### What the task asks
Can you reproduce the data beneath, keeping every line exact?

### Dataset rows
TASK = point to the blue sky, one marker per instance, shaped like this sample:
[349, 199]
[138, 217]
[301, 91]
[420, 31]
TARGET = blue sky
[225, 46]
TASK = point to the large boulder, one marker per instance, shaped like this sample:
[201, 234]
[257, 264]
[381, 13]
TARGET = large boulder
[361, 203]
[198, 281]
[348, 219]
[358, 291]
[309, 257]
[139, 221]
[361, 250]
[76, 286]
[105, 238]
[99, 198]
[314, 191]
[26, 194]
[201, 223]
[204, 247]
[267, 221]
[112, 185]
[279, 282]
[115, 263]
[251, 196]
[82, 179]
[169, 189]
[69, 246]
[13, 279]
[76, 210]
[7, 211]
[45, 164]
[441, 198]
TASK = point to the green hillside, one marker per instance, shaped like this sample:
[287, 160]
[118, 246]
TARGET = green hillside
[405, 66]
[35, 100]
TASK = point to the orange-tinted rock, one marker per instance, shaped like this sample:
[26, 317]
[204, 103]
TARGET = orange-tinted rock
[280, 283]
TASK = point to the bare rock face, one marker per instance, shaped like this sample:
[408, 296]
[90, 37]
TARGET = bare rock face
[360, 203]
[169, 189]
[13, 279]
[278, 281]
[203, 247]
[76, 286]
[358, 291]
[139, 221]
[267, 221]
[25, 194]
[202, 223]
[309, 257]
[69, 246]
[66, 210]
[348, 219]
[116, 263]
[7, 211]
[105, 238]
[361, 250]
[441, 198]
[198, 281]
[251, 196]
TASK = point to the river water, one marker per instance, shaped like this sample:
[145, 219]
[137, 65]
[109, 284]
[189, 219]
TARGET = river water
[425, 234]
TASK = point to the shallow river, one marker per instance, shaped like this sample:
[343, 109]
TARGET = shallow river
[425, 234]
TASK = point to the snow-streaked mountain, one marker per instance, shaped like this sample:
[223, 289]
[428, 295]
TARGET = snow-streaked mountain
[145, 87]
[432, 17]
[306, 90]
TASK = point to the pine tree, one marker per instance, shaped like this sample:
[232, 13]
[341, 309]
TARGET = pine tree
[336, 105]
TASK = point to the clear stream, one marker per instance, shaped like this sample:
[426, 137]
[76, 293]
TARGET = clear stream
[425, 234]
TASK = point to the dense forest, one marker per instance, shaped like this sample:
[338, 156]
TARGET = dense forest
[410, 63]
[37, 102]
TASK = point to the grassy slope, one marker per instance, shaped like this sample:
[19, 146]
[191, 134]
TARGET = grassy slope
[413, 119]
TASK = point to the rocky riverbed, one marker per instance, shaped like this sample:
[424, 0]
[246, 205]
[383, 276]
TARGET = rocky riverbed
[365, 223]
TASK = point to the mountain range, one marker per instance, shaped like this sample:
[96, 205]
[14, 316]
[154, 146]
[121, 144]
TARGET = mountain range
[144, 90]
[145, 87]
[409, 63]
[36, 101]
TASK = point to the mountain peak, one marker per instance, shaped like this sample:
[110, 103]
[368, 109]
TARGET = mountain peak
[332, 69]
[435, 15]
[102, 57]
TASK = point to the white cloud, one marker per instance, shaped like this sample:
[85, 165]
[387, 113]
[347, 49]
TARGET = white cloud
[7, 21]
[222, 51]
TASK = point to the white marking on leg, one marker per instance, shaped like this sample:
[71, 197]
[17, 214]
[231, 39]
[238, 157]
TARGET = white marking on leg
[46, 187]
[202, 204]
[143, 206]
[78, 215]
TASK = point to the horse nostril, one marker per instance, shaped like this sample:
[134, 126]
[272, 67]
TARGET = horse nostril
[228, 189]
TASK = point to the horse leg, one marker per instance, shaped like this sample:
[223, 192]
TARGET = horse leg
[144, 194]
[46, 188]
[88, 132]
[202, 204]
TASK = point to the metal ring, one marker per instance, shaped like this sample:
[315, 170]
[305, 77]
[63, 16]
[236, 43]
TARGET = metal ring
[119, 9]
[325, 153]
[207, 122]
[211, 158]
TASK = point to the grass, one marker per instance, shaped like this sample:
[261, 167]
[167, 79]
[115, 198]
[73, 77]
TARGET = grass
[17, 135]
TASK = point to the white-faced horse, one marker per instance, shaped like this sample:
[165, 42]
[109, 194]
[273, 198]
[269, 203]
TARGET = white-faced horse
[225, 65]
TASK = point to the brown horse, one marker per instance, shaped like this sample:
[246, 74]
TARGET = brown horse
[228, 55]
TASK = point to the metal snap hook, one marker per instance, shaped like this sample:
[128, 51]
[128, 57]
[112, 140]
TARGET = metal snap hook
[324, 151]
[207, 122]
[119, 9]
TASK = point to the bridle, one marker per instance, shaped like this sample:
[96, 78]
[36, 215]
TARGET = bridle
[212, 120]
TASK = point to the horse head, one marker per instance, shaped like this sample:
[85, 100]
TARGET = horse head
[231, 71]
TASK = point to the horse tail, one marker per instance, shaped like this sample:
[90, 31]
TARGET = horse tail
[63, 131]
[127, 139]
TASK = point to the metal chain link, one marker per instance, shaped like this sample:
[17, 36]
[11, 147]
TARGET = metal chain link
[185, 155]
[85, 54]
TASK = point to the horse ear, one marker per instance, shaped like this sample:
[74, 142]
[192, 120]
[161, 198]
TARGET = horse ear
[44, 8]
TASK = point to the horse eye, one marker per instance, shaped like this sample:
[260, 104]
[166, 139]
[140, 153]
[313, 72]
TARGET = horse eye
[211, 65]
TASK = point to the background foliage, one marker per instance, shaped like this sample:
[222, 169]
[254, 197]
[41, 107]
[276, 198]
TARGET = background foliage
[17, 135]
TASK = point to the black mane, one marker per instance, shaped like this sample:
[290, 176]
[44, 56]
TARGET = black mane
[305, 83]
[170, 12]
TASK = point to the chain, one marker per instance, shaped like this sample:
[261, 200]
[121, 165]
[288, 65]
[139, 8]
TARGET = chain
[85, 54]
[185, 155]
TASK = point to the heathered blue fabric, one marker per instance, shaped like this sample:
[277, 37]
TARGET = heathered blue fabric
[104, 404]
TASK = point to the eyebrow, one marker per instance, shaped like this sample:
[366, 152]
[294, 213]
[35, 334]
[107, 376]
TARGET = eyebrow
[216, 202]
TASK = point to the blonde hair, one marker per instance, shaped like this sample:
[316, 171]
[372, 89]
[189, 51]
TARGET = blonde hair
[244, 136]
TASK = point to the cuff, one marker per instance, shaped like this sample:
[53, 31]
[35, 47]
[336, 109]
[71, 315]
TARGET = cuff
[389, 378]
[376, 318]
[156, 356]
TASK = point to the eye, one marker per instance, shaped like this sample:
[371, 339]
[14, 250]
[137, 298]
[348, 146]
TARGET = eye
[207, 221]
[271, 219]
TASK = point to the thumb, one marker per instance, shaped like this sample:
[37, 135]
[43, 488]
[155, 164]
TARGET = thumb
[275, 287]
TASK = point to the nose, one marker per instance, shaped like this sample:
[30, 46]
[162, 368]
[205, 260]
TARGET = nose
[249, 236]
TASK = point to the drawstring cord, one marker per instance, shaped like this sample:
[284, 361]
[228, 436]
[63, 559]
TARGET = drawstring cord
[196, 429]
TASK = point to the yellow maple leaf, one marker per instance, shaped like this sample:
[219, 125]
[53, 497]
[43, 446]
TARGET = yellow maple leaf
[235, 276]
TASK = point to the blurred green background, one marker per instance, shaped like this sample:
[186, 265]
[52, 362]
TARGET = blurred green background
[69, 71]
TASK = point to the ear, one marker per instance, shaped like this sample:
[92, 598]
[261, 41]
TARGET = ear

### Output
TASK = point to the blue sky, one marker per instance, shaped like this sample:
[349, 199]
[138, 217]
[301, 91]
[420, 31]
TARGET = blue sky
[225, 46]
TASK = point to the large boulder, one marker per instance, shaped like this sample:
[201, 234]
[257, 264]
[381, 13]
TARGET = large boulder
[361, 203]
[198, 281]
[348, 219]
[358, 291]
[309, 257]
[139, 221]
[361, 250]
[76, 286]
[105, 238]
[99, 198]
[314, 191]
[26, 194]
[201, 223]
[204, 247]
[267, 221]
[112, 185]
[279, 282]
[115, 263]
[251, 196]
[82, 179]
[169, 189]
[69, 246]
[13, 279]
[76, 210]
[7, 211]
[45, 164]
[441, 198]
TASK = point to the green hillside, one marker per instance, shaped like this sample:
[287, 160]
[118, 246]
TARGET = green hillside
[405, 66]
[35, 100]
TASK = point to the orange-tinted rock, one marker per instance, shaped like this sample:
[26, 317]
[204, 103]
TARGET = orange-tinted rock
[280, 283]
TASK = point to the bare rock face, one marker per instance, shaped like this sample:
[408, 296]
[90, 37]
TARGET = bare rock face
[360, 203]
[169, 189]
[13, 279]
[278, 281]
[203, 247]
[76, 286]
[358, 291]
[139, 221]
[267, 221]
[25, 194]
[202, 223]
[309, 257]
[69, 246]
[66, 210]
[348, 219]
[116, 263]
[7, 211]
[105, 238]
[361, 250]
[441, 198]
[198, 281]
[251, 196]
TASK = point to the river water, one marker per instance, shaped like this sample:
[145, 219]
[137, 65]
[109, 284]
[189, 219]
TARGET = river water
[425, 234]
TASK = point to the shallow river, one marker per instance, shaped like this sample:
[343, 109]
TARGET = shallow river
[425, 234]
TASK = point to the snow-streaked mountain, one marker per instance, shaped like this sample:
[223, 289]
[428, 295]
TARGET = snow-streaked mountain
[145, 87]
[432, 17]
[306, 90]
TASK = point to the pine tree, one marker per instance, shaped like this sample:
[232, 13]
[341, 309]
TARGET = pine tree
[336, 105]
TASK = point to the clear stream, one marker per instance, shaped like this sample:
[426, 137]
[76, 293]
TARGET = clear stream
[425, 234]
TASK = point to the dense forest, one marker per instance, shaped like this sample:
[338, 156]
TARGET = dense forest
[410, 63]
[37, 102]
TASK = point to the grassy slope, one marker per instance, shaped like this sample:
[19, 146]
[191, 134]
TARGET = grassy slope
[413, 119]
TASK = point to the rocky riverbed, one marker per instance, shaped like this sample:
[424, 0]
[246, 205]
[383, 276]
TARGET = rocky riverbed
[365, 223]
TASK = point to the mountain range, one marker per instance, shaped like this sample:
[96, 205]
[14, 316]
[154, 146]
[121, 144]
TARGET = mountain range
[144, 90]
[145, 87]
[409, 63]
[36, 101]
TASK = point to the mountain peak, one marker per instance, shaped like this sample:
[110, 103]
[368, 109]
TARGET = mountain peak
[332, 69]
[435, 15]
[102, 57]
TASK = point to the white cloud, one marker per instance, shaped like this sample:
[85, 165]
[387, 113]
[347, 49]
TARGET = white cloud
[7, 21]
[222, 51]
TASK = point to the white marking on leg, one marker per instance, shaped like this sample:
[71, 197]
[17, 214]
[231, 39]
[238, 157]
TARGET = white marking on leg
[46, 187]
[202, 204]
[143, 206]
[78, 215]
TASK = point to the horse nostril, one marker per instance, shaped like this sample:
[134, 126]
[272, 67]
TARGET = horse nostril
[228, 189]
TASK = point to the horse leg, one marker per instance, shaped like this sample:
[223, 192]
TARGET = horse leg
[144, 194]
[46, 188]
[88, 132]
[202, 204]
TASK = point to the metal ring, one marker per instance, shaped like this sample:
[315, 170]
[305, 77]
[63, 16]
[236, 43]
TARGET = metal ring
[119, 9]
[325, 153]
[207, 122]
[211, 158]
TASK = point to the grass, one marker per instance, shaped like this sample:
[261, 167]
[167, 79]
[115, 198]
[73, 77]
TARGET = grass
[17, 135]
TASK = point to the white-faced horse, one marker per instance, shaped like this sample:
[165, 42]
[109, 194]
[273, 198]
[269, 203]
TARGET = white-faced horse
[225, 65]
TASK = point to the brown horse, one marker per instance, shaped like this sample:
[246, 74]
TARGET = brown horse
[228, 55]
TASK = point to the metal snap hook, one marker per instance, shaped like this sample:
[128, 51]
[128, 57]
[112, 140]
TARGET = metal snap hook
[324, 151]
[207, 122]
[119, 9]
TASK = point to the bridle, one marker per instance, shaped like this sample:
[96, 78]
[36, 215]
TARGET = bridle
[212, 120]
TASK = point to the horse head, one marker per instance, shaped like this sample:
[85, 100]
TARGET = horse head
[231, 71]
TASK = point to the horse tail, one marker per instance, shaped like this sample:
[90, 31]
TARGET = horse tail
[63, 131]
[127, 139]
TASK = point to the metal chain link, one marker per instance, shaped like this sample:
[17, 36]
[11, 147]
TARGET = metal chain link
[185, 155]
[85, 54]
TASK = point to the horse ear, one marker per instance, shaped like this sample:
[74, 142]
[192, 120]
[161, 198]
TARGET = horse ear
[44, 8]
TASK = point to the horse eye, one marker per instance, shaped like this sample:
[260, 104]
[166, 139]
[140, 153]
[313, 72]
TARGET = horse eye
[211, 65]
TASK = point to the background foliage, one marker per instance, shaped like this sample:
[222, 169]
[254, 197]
[41, 107]
[276, 198]
TARGET = background foliage
[17, 135]
TASK = point to the black mane, one marker per instance, shaped like this sample:
[290, 176]
[44, 56]
TARGET = black mane
[305, 83]
[170, 12]
TASK = point to the chain, one marker per instance, shaped like this sample:
[261, 200]
[121, 165]
[288, 65]
[139, 8]
TARGET = chain
[85, 54]
[185, 155]
TASK = point to the heathered blue fabric, one marker per instance, shaped like this sample:
[277, 37]
TARGET = heathered blue fabric
[104, 404]
TASK = point to the eyebrow, one marker per instance, shaped like this sample:
[366, 152]
[294, 213]
[35, 334]
[107, 376]
TARGET = eyebrow
[216, 202]
TASK = point to the blonde hair, one marker per instance, shaped like this sample:
[316, 171]
[372, 89]
[189, 51]
TARGET = blonde hair
[244, 136]
TASK = point to the cuff, one marker per instance, shaped like this sample:
[53, 31]
[35, 47]
[336, 109]
[71, 315]
TARGET = cuff
[389, 378]
[376, 318]
[156, 356]
TASK = point to the eye, one marker per instance, shaped like this sample:
[371, 339]
[14, 250]
[137, 298]
[348, 146]
TARGET = eye
[207, 221]
[271, 219]
TASK = point to the thumb, one marker per instance, shaped like this sample:
[37, 135]
[43, 488]
[155, 164]
TARGET = thumb
[275, 287]
TASK = point to the nose, one marker per instance, shaped like this sample:
[30, 46]
[162, 368]
[205, 260]
TARGET = nose
[249, 236]
TASK = point to the drawstring cord, one marker per instance, shaped like this sample:
[284, 361]
[228, 436]
[63, 559]
TARGET = drawstring cord
[196, 429]
TASK = point to the yellow maple leaf, one marker per instance, shaped like this sample:
[219, 125]
[53, 497]
[43, 446]
TARGET = yellow maple leaf
[235, 276]
TASK = point to the blurred green background, one marker per instance, shaped like this sample:
[186, 265]
[52, 362]
TARGET = blurred green background
[69, 71]
TASK = point to the ear, one marker per instance, shaped like this sample:
[92, 598]
[261, 41]
TARGET = ear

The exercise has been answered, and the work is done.